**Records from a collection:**
+ + + + +

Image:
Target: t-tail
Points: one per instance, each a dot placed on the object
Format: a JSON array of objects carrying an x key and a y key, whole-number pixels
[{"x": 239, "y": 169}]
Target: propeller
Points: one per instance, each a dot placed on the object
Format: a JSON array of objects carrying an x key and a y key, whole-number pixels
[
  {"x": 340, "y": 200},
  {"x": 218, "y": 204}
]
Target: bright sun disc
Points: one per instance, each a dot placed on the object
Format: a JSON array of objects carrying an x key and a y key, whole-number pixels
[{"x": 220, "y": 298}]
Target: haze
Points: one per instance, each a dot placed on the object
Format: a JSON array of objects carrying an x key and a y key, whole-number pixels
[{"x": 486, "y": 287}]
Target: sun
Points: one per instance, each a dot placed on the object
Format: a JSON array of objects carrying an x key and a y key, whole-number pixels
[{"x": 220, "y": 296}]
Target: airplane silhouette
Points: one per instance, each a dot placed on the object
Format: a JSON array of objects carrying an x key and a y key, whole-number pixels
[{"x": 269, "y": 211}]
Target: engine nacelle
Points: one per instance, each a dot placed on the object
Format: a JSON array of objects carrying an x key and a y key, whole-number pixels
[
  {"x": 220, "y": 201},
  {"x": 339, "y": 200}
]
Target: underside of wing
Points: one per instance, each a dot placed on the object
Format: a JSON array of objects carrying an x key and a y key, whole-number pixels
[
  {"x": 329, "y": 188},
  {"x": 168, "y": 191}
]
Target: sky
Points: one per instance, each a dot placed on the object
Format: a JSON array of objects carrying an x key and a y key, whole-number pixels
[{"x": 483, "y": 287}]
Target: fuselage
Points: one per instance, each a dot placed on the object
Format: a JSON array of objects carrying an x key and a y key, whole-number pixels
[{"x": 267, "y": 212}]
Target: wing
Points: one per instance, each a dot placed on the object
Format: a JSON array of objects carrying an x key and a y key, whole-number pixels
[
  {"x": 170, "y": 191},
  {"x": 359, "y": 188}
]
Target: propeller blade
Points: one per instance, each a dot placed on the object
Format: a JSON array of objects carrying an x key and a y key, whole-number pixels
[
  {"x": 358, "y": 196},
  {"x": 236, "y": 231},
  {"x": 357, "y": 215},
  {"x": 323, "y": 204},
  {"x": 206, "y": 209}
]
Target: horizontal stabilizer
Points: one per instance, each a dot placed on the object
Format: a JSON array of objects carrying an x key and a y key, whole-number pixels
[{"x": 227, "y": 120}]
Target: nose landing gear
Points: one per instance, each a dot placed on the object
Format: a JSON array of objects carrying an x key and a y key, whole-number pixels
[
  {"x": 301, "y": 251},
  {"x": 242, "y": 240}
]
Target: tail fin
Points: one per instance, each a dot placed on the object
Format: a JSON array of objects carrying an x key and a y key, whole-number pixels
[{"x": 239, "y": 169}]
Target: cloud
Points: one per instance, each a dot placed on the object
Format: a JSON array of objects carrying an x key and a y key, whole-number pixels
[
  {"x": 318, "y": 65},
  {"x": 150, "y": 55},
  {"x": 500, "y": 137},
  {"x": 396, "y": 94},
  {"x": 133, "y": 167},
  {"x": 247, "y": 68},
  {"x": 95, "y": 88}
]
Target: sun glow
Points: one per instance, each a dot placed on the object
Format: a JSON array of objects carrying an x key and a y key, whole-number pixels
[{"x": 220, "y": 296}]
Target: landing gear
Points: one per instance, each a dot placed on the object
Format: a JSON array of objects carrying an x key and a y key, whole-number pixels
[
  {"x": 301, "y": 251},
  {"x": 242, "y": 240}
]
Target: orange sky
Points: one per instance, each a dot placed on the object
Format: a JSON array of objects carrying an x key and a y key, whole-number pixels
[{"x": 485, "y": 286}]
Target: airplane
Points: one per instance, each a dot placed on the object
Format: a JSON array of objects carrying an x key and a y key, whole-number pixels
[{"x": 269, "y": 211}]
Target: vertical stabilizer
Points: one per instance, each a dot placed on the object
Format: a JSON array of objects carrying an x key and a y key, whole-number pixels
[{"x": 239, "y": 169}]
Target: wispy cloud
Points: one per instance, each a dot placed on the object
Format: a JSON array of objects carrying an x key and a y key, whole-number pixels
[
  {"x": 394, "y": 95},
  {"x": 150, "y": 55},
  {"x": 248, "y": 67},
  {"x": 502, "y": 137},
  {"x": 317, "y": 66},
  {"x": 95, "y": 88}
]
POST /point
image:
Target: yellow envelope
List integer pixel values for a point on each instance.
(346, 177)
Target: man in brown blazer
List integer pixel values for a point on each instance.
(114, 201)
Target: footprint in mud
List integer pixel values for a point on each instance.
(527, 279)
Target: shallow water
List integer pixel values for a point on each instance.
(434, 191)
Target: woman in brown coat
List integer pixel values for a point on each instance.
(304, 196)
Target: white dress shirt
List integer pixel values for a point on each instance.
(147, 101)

+ + + + +

**What is being asked:** All lines of the data are to be repeated exactly as they stand.

**Solution to the exercise:**
Image:
Target: t-tail
Points: one per instance, each a dot placed on the object
Format: a JSON array of objects carrying an x key and a y key, whole-number pixels
[{"x": 239, "y": 169}]
Target: propeller
Points: one per instance, each a dot placed on the object
Format: a JSON array of objects carrying an x key and a y key, whole-number pixels
[
  {"x": 340, "y": 200},
  {"x": 218, "y": 204}
]
Target: bright sun disc
Points: one per instance, each a dot placed on the object
Format: a JSON array of objects carrying an x key and a y key, whole-number pixels
[{"x": 220, "y": 298}]
Target: haze
Points: one per instance, each a dot placed on the object
Format: a JSON array of objects carrying an x key and a y key, whole-number pixels
[{"x": 486, "y": 287}]
Target: sun
Points: one per instance, each a dot placed on the object
Format: a JSON array of objects carrying an x key and a y key, whole-number pixels
[{"x": 220, "y": 296}]
Target: airplane silhouette
Points: one per instance, each a dot placed on the object
Format: a JSON array of objects carrying an x key and a y key, whole-number pixels
[{"x": 269, "y": 211}]
Target: engine nacelle
Points: one per instance, each a dot placed on the object
Format: a JSON array of objects carrying an x key and a y key, whole-number pixels
[
  {"x": 220, "y": 201},
  {"x": 339, "y": 200}
]
Target: underside of wing
Points: one per instance, each a dot placed on the object
Format: a JSON array of objects carrying an x key and a y key, whole-number pixels
[
  {"x": 329, "y": 188},
  {"x": 168, "y": 191}
]
Target: sky
Points: one per instance, each a dot placed on the object
Format: a JSON array of objects carrying an x key and a y key, whole-number pixels
[{"x": 483, "y": 287}]
Target: fuselage
Points: one per instance, each a dot placed on the object
Format: a JSON array of objects carrying an x key and a y key, whole-number pixels
[{"x": 267, "y": 212}]
Target: wing
Points: one per instance, each a dot placed on the object
Format: a JSON array of objects carrying an x key and a y key, whole-number pixels
[
  {"x": 170, "y": 191},
  {"x": 359, "y": 188}
]
Target: propeller blade
Points: one per instance, each a dot placed on the object
Format: a JSON array of objects carrying an x key and a y key, whole-number pixels
[
  {"x": 358, "y": 196},
  {"x": 236, "y": 231},
  {"x": 357, "y": 215},
  {"x": 323, "y": 204},
  {"x": 206, "y": 209}
]
Target: horizontal stabilizer
Points: one per instance, each a dot placed on the object
Format: a JSON array of objects carrying an x key and a y key, whole-number pixels
[{"x": 227, "y": 120}]
Target: nose landing gear
Points: one per instance, each a dot placed on the object
Format: a JSON array of objects carrying an x key and a y key, whole-number pixels
[
  {"x": 301, "y": 251},
  {"x": 242, "y": 240}
]
Target: tail fin
Points: one per instance, each a dot placed on the object
Format: a JSON array of objects carrying an x key and a y key, whole-number pixels
[{"x": 239, "y": 169}]
Target: cloud
Points: one per instance, each a dot placed on the object
Format: a JSON array of objects carrying an x key and a y key, whole-number pixels
[
  {"x": 318, "y": 65},
  {"x": 150, "y": 55},
  {"x": 500, "y": 137},
  {"x": 396, "y": 94},
  {"x": 133, "y": 167},
  {"x": 247, "y": 68},
  {"x": 95, "y": 88}
]
Target: sun glow
Points: one per instance, each a dot placed on the object
Format: a JSON array of objects carrying an x key and a y key, whole-number pixels
[{"x": 220, "y": 296}]
Target: landing gear
Points: one per instance, each a dot placed on the object
Format: a JSON array of objects carrying an x key and a y key, whole-number pixels
[
  {"x": 301, "y": 251},
  {"x": 242, "y": 240}
]
Target: orange sky
Points: one per instance, each a dot placed on the object
Format: a JSON array of objects carrying an x key and a y key, whole-number pixels
[{"x": 485, "y": 286}]
Target: airplane
Points: one per instance, each a dot placed on the object
Format: a JSON array of objects carrying an x key and a y key, whole-number pixels
[{"x": 269, "y": 211}]
Target: vertical stabilizer
Points: one per instance, each a dot placed on the object
Format: a JSON array of objects carrying an x key and a y key, whole-number pixels
[{"x": 239, "y": 169}]
Target: wispy cloud
Points: one per instance, each a dot placed on the object
Format: a JSON array of objects carrying an x key and a y key, whole-number pixels
[
  {"x": 394, "y": 95},
  {"x": 150, "y": 55},
  {"x": 248, "y": 67},
  {"x": 502, "y": 137},
  {"x": 317, "y": 66},
  {"x": 95, "y": 88}
]
POST /point
image:
Target: yellow envelope
List integer pixel values for a point on each instance.
(346, 177)
Target: man in brown blazer
List integer pixel values for a point on each instance.
(114, 201)
Target: footprint in mud
List integer pixel values for a point on each instance.
(527, 279)
Target: shallow water
List integer pixel values for a point on each instance.
(434, 191)
Target: woman in brown coat
List integer pixel values for a point on each instance.
(304, 196)
Target: white dress shirt
List integer pixel values for a point on each instance.
(147, 101)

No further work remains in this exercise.